● **Work instructions**:
Rewrite everything from the line containing "Find — the dirt path, a" down to the end of the data, substituting "dot" for "marker" and leaving all else unchanged.

● **Source material**:
((
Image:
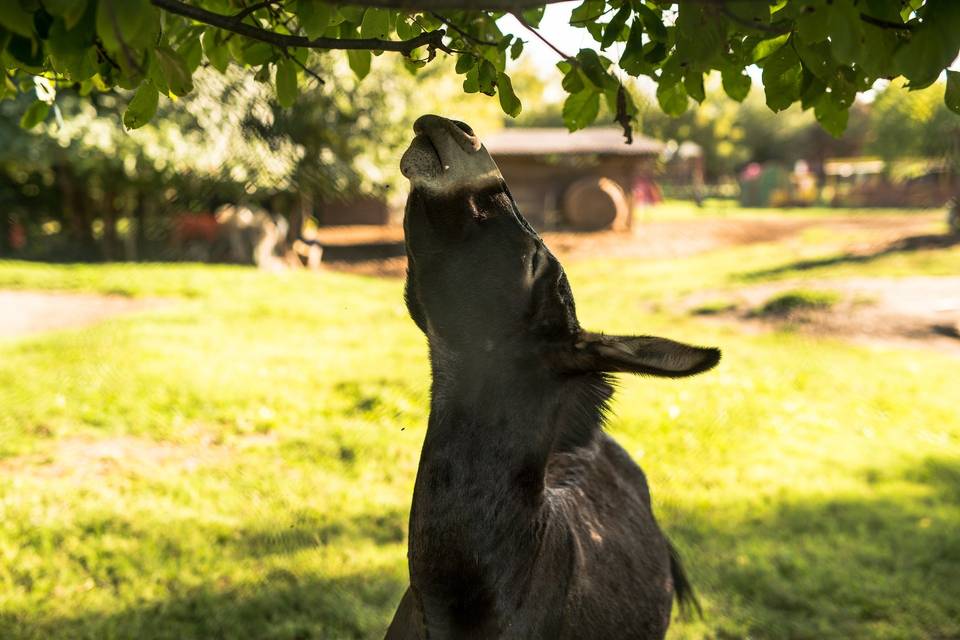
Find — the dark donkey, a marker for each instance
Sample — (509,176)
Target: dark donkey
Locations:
(528,521)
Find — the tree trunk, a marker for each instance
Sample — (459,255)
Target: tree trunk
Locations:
(109,240)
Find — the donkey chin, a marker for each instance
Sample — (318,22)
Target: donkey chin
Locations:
(528,520)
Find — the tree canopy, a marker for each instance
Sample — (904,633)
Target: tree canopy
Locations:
(818,53)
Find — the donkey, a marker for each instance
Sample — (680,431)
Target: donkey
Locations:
(527,521)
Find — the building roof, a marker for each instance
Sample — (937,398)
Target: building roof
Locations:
(524,141)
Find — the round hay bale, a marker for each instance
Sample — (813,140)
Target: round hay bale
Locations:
(595,203)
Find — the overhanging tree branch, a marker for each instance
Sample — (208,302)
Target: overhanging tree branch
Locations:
(432,39)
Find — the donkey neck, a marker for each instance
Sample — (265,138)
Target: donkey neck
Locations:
(480,516)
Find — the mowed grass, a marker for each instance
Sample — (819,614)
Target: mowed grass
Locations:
(238,463)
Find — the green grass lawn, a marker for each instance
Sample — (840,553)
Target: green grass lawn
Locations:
(239,462)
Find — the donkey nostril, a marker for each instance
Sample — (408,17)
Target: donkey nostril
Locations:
(464,127)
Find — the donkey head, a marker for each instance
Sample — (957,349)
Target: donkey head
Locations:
(480,279)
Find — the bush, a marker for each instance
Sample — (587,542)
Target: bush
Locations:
(799,299)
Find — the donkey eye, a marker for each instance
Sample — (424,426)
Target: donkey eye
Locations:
(535,261)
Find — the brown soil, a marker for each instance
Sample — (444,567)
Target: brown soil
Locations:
(914,311)
(378,251)
(24,312)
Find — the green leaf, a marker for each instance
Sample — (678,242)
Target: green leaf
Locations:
(375,24)
(813,23)
(595,70)
(34,115)
(818,60)
(15,19)
(175,71)
(652,22)
(487,77)
(750,12)
(672,98)
(314,17)
(846,33)
(130,24)
(952,96)
(155,73)
(831,115)
(736,83)
(407,30)
(615,27)
(471,84)
(496,56)
(573,81)
(191,52)
(359,60)
(700,35)
(465,62)
(534,16)
(766,48)
(254,53)
(589,11)
(215,50)
(693,83)
(932,46)
(142,107)
(508,99)
(782,77)
(286,82)
(581,109)
(70,10)
(353,15)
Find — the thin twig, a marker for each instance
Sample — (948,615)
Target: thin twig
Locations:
(886,24)
(529,27)
(308,70)
(759,26)
(431,39)
(240,15)
(468,36)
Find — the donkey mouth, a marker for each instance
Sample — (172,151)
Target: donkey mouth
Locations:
(421,159)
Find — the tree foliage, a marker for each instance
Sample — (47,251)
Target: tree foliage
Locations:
(818,53)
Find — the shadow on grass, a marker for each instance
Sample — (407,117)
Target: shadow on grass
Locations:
(883,563)
(904,245)
(886,566)
(306,531)
(281,606)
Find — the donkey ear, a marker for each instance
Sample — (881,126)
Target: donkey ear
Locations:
(639,354)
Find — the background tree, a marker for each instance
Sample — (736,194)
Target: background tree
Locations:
(818,53)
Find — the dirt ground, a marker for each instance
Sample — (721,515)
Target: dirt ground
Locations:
(919,311)
(915,311)
(378,251)
(25,312)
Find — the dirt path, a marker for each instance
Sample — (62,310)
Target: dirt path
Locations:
(25,312)
(379,250)
(919,311)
))
● **Task solution**:
Find — the dirt path, a dot for each instance
Sample — (62,310)
Target: dirt path
Locations:
(25,312)
(379,250)
(919,311)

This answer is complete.